# Selected extract
# # # #

Pressure increased on producers to maintain a healthy mixer driver pool. Not
only did 60% report they turned away orders because they did not have
drivers to deliver product but also 95% reported driver vacancies, up 27%.
Both factors dramatically increased over last year’s survey. Since 2014, it
is estimated the industry hired approximately 115,500 mixer drivers;
approximately 102,400 left in the same period in a five-year average mixer
driver pool of 74,400.
There is good news. Last year, the mixer driver pool increased for the first
time in two years, up 2,000 drivers, to an estimated 77,000. Nevertheless,
on the last day of the survey, producers reported 9,900 unfulfilled jobs.
Respondents overwhelmingly noted their biggest hiring challenge was finding
drivers with industry experience. Facing such a shortage, 43% will hire
18-21 year old drivers and 51% will hire newly licensed commercial drivers.
Approximately 8% of new hires were new CDL drivers. 56% of respondents
rehired former employees, equating to 9% of the new-hire mixer driver pool.
Of the approximate 28,000 mixer drivers hired last year, about 25,000 left.
Of that, 9,800 were hired and left in the 12-month survey range, meaning
over 60% of total separation (15,000 drivers) had more than one-year
experience. The turnover rate increased to 33%, up from 29% in 2017. This
year, as for three of the survey’s five years, producers report more drivers
left for a short-haul driving job, not in the industry. Second was to a
competitor producer. “Retirement” was sixth. Higher pay elsewhere and
inconsistent daily schedules remain the top two reasons drivers quit for the
fourth year. The quit/released ratio was 66%-33%, whereas the national
separation trend for US workers, as reported by US Bureau of Labor
Statistics (US BLS), was 55%-45%. Finally, mentoring new mixer drivers
dropped to 54% last year, from a 2016 high of 85%.

# # # #

Outline annotation listing

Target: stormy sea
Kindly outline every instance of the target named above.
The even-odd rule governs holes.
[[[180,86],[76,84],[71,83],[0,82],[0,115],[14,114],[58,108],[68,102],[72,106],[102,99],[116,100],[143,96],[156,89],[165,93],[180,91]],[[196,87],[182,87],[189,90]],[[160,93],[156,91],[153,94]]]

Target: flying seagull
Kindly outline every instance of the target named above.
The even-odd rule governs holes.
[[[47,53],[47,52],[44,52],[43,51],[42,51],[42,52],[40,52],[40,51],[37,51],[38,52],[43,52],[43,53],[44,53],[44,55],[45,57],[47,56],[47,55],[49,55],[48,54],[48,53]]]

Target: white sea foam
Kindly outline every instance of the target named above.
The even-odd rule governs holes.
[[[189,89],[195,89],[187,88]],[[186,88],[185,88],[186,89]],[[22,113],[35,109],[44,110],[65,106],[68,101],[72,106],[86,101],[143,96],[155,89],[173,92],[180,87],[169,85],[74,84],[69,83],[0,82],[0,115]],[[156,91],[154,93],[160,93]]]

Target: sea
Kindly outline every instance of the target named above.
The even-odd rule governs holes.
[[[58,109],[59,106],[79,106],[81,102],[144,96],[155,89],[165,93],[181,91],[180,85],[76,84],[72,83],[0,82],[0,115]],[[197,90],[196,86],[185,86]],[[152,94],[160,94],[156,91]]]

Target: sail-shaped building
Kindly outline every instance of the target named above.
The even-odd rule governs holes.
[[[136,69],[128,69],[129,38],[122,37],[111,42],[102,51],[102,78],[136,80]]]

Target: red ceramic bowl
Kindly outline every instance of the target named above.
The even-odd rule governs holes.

# # # #

# Problem requirements
Please continue the mixer driver survey text above, starting after its final sentence about mentoring new drivers.

# Output of the task
Mixer drivers’ median age is 46 years old, older than the US BLS 2019
estimated median age of “material moving workers” at 43 years and 44 years
for “durable goods manufacturing: ‘cement, concrete, lime, and gypsum
products’”. Tenure dropped to 8.2 years from 9.6 years the previous two
years. The US BLS reports 29% of American workers have a 10+ year tenure
with their company; this industry’s was 28%.
This annual survey reports staffing levels, retention rates, internal job
mobility, age, and tenure data. It also looks at recruitment methods, hiring
rates, trends, and challenges. Finally, it examines separation, including
total turnover, voluntary turnover, involuntary turnover, layoff turnover,
reasons for termination, and reasons mixer drivers quit. Respondents
represent their company and report on their driver-employees. This apparatus
does not survey mixer drivers.
Comments, questions, and concerns are always welcome.
For previous year’s reports, please contact Eileen
Please participate in next year’s survey. It will be available online the
entire month of May 2020 with results released September 2020.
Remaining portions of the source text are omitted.